:: ОТРЫВОК ::
=-=-=
Страница 102 из 103
Вдруг послышались чьи-то легкие шаги. Иностранец поспешно застегнулся, лихо нахлобучил шляпу, выхватил из нагрудного кармана пиджака длинную гаванскую сигару, прикурил от зажигалки и стал пускать голубые кольца дыма. Вошла босоногая, с выгоревшими волосами девчонка, исподлобья недоверчиво оглядела роскошного гостя.
– В чем дело? – строго и одновременно обиженно спросил иностранец.
– А ты в чем дело? – в тон ему отозвалась девчонка и, помолчав, добавила: – Я тетки Марьина. – Она посмотрела на нераспакованные вещи, роскошные чемоданы, и тревога сжала маленькое сердце. – Ходят тут всякие!..
– А я не всякий, – еще пуще обиделся приезжий. – Я – Акулинин сын...
Девочка не поверила и уселась на пороге сторожить, чтобы приезжий ничего не слямзил. Так она досидела до прихода Лемешевых с поля.
– Сынок! – поразилась Акулина Сергеевна. – Чтой-то ты чудной какой?..
Лемешев не был ни честолюбив, ни тщеславен, я читал сохранившееся в архиве Большого театра письмо, в котором он отказывается от соблазнительных зарубежных гастролей. Он очень любил своих друзей: Ханаева, Александра Пирогова, Мелик-Пашаева, Хайкина, – но именитых знакомых у него было мало, он крайне неохотно и редко ходил на торжественные приемы и вообще никогда не высовывался. Немногочисленные друзья его, особенно последних лет, были люди незнатные, но милые и привлекательные. И лишь об одном мечталось ему всю жизнь – чтоб мать признала его «величие». Ему казалось, что это скрасит мировосприятие старой крестьянки, чья жизнь вначале была просто нищенской, затем – скудной, наконец, его заботами, – достаточной, хотя она решительно отвергала всякую «никчемушнюю» помощь, наотрез отказалась переехать к знаменитому сыну в Москву и, похоже, отдавала некоторое предпочтение его брату, такому же, как она сама, колхознику. О старшем сыне мать понимала так: коли уж не вышло из Сергея хлебороба, пусть зарабатывает на жизнь пением, стыда в этом нет, а людям нравится.
=-=-=
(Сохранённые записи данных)
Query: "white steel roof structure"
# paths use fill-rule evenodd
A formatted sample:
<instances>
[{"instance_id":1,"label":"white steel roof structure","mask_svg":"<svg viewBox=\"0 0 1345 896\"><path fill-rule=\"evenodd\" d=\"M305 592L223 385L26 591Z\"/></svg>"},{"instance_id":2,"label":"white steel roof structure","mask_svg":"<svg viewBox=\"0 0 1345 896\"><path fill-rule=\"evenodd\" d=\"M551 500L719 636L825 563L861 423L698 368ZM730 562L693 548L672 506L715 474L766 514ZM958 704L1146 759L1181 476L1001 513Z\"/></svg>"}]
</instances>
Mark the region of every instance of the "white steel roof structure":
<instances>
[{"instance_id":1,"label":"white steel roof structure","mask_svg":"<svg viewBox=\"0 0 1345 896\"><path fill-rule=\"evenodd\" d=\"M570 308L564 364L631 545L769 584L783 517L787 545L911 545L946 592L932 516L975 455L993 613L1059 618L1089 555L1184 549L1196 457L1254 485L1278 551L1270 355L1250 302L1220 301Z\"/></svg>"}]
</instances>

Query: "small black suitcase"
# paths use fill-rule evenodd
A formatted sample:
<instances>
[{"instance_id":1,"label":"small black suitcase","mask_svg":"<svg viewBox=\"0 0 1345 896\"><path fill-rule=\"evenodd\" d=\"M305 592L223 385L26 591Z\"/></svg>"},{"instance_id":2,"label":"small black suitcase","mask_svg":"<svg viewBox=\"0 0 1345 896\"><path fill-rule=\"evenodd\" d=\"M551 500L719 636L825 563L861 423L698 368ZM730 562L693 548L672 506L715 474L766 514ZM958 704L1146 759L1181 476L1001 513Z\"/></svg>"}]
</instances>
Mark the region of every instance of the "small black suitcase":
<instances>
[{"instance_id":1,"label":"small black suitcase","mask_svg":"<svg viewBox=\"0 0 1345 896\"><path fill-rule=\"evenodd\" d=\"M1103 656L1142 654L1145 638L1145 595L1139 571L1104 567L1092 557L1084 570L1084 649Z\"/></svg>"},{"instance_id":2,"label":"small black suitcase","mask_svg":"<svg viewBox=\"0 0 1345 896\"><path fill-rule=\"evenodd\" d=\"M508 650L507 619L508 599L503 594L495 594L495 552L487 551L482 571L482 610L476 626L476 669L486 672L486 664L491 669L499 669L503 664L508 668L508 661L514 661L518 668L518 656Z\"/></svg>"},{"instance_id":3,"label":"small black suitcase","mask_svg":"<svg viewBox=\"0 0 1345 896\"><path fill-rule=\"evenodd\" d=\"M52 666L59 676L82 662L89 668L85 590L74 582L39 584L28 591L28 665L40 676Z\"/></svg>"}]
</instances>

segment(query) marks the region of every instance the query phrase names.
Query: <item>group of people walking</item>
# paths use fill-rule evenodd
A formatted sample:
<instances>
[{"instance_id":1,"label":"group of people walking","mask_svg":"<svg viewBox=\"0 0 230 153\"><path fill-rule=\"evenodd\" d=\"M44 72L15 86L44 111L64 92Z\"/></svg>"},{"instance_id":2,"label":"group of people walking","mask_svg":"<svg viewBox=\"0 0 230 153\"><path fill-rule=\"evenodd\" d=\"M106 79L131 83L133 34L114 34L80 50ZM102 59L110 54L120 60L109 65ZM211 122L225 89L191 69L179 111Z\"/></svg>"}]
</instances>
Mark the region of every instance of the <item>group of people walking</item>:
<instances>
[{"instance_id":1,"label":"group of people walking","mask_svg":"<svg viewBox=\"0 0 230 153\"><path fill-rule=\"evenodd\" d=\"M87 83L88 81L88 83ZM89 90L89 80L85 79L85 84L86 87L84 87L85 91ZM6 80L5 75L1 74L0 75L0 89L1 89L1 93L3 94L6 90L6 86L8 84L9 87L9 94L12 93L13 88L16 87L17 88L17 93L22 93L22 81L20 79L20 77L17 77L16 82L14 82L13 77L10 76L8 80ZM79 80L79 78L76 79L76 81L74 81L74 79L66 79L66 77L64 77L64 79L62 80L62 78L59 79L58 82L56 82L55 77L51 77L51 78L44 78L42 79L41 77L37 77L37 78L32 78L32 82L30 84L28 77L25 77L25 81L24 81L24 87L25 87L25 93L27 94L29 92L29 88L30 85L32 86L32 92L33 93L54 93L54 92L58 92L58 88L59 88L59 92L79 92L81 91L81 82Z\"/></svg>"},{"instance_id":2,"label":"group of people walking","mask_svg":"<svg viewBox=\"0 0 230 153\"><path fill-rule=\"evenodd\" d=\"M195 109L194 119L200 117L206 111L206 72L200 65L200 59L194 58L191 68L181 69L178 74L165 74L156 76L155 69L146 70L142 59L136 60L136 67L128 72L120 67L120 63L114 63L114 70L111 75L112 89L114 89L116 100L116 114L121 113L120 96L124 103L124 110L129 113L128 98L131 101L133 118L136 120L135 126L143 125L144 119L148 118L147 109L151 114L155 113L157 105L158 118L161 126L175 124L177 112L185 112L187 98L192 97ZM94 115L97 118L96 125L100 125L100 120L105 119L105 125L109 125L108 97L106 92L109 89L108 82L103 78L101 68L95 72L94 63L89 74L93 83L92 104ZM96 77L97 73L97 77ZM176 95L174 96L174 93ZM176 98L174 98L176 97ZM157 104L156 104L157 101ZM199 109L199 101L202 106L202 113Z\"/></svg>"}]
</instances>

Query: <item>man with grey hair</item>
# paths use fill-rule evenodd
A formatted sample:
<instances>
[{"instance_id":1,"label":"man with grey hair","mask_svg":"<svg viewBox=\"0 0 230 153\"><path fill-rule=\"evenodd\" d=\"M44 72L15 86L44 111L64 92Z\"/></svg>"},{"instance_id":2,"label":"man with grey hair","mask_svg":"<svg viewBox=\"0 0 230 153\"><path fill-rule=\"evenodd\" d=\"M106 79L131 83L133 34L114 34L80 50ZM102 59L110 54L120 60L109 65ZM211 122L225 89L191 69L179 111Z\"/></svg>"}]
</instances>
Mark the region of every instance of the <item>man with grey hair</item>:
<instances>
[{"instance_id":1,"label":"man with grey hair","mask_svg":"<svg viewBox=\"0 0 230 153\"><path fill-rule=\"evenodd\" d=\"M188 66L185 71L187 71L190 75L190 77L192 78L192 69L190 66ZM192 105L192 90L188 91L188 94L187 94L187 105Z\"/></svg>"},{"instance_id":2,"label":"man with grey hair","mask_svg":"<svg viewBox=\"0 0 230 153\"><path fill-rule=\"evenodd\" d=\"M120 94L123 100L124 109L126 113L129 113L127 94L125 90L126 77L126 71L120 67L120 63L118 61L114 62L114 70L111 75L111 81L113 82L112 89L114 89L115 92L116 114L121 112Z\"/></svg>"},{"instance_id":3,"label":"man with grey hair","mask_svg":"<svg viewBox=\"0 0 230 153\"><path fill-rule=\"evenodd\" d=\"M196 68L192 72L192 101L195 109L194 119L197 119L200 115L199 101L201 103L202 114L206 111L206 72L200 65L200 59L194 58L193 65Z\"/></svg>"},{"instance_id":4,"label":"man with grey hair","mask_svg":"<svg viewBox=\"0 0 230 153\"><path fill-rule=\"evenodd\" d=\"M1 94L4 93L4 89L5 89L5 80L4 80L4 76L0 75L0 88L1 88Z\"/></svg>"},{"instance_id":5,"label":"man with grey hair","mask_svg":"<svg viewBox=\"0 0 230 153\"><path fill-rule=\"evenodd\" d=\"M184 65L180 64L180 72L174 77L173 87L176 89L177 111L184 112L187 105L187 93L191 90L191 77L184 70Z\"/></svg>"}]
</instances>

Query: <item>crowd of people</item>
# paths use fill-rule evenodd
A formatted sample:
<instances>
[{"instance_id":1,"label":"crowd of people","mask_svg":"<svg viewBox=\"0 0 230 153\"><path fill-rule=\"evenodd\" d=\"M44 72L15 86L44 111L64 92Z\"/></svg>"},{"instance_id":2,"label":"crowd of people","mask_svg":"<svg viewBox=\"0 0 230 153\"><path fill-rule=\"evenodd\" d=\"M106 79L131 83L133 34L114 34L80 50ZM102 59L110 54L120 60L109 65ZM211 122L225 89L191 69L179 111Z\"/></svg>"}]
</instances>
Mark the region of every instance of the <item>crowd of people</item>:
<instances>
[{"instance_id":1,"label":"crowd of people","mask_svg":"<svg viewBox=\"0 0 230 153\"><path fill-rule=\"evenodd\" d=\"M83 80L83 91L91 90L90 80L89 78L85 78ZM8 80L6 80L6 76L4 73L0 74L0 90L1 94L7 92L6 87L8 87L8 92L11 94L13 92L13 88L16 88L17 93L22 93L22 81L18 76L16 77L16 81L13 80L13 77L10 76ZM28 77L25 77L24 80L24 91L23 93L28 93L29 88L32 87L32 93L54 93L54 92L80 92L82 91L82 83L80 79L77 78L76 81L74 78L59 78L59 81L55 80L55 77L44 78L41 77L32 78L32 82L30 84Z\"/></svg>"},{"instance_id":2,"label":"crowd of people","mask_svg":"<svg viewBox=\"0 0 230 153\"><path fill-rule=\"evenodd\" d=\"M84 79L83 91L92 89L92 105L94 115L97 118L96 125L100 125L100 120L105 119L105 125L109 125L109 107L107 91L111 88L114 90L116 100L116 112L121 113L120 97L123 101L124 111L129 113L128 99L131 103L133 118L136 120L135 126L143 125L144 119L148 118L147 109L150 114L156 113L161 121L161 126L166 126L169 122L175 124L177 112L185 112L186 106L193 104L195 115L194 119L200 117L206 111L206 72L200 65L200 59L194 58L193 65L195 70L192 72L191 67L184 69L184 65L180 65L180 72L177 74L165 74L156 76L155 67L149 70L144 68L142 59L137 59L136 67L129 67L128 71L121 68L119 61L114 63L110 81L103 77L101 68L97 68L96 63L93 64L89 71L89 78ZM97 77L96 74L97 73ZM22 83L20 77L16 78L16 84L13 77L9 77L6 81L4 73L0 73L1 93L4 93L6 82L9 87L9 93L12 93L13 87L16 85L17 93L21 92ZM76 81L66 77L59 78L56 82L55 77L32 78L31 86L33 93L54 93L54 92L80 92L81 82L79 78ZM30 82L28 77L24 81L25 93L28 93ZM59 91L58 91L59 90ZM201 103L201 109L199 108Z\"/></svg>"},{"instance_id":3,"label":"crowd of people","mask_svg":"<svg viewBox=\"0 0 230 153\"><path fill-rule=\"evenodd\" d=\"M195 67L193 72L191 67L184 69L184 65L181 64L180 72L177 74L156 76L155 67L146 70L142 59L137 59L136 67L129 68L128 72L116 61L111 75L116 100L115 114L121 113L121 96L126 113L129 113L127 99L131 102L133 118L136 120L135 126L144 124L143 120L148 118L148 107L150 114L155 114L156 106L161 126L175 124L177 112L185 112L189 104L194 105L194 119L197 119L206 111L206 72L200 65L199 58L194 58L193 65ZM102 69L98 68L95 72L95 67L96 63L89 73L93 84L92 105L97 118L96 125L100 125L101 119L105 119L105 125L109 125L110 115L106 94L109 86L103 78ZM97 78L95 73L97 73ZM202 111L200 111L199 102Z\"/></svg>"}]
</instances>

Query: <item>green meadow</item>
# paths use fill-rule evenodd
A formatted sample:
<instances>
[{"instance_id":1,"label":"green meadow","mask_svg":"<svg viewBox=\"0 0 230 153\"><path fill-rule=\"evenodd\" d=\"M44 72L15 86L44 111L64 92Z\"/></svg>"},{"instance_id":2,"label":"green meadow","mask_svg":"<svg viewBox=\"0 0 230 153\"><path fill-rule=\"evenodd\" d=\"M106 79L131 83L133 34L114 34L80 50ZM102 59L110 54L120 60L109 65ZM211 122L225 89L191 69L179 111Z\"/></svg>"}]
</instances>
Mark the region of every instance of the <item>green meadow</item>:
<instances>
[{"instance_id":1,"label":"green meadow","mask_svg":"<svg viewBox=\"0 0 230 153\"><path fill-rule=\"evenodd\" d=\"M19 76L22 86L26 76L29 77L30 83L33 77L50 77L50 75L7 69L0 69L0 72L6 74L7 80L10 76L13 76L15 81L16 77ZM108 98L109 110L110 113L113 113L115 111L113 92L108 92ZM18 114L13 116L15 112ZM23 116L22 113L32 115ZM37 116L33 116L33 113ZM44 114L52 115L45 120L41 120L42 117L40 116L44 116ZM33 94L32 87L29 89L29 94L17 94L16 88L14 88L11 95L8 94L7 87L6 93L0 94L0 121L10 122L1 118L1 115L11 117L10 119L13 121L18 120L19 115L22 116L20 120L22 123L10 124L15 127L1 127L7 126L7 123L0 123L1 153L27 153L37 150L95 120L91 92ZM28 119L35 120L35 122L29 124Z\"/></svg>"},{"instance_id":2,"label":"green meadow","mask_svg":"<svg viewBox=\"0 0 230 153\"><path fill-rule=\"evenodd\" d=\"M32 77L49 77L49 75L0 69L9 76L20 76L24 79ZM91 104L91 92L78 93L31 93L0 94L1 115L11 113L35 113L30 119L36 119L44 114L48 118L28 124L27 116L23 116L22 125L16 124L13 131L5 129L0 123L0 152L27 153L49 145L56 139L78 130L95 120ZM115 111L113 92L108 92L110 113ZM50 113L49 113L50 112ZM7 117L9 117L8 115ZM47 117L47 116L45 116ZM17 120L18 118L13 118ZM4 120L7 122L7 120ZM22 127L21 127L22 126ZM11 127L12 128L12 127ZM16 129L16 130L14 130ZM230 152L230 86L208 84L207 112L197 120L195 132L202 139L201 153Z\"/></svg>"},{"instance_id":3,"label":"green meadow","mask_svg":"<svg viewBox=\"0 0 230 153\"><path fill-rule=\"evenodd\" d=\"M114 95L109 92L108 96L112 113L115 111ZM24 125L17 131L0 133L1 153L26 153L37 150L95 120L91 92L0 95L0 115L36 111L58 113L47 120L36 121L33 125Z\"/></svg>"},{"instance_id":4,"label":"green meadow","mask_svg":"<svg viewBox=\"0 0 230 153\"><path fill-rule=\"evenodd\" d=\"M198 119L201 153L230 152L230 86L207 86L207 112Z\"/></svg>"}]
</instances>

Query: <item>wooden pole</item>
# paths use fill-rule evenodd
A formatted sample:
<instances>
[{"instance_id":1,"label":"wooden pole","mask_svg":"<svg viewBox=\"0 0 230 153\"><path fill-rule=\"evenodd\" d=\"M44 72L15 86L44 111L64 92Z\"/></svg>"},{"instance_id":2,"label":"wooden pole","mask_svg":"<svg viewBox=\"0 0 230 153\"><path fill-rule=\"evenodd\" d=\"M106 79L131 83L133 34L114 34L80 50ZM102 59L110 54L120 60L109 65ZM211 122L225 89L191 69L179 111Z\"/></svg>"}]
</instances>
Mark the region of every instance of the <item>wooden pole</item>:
=-=-=
:: ЗАДАНИЯ ::
1) От чего, согласно отрывку, отказывается Лемешев в письме из архива Большого театра?
2) Пожалуйста, продублируйте из отрывка всё, начиная со слов «Страница 102 из» и до слов «ты чудной какой?..».

:: ОТВЕТЫ ПО НОМЕРАМ ::
1) От соблазнительных зарубежных гастролей.

2)
Страница 102 из 103
Вдруг послышались чьи-то легкие шаги. Иностранец поспешно застегнулся, лихо нахлобучил шляпу, выхватил из нагрудного кармана пиджака длинную гаванскую сигару, прикурил от зажигалки и стал пускать голубые кольца дыма. Вошла босоногая, с выгоревшими волосами девчонка, исподлобья недоверчиво оглядела роскошного гостя.
– В чем дело? – строго и одновременно обиженно спросил иностранец.
– А ты в чем дело? – в тон ему отозвалась девчонка и, помолчав, добавила: – Я тетки Марьина. – Она посмотрела на нераспакованные вещи, роскошные чемоданы, и тревога сжала маленькое сердце. – Ходят тут всякие!..
– А я не всякий, – еще пуще обиделся приезжий. – Я – Акулинин сын...
Девочка не поверила и уселась на пороге сторожить, чтобы приезжий ничего не слямзил. Так она досидела до прихода Лемешевых с поля.
– Сынок! – поразилась Акулина Сергеевна. – Чтой-то ты чудной какой?..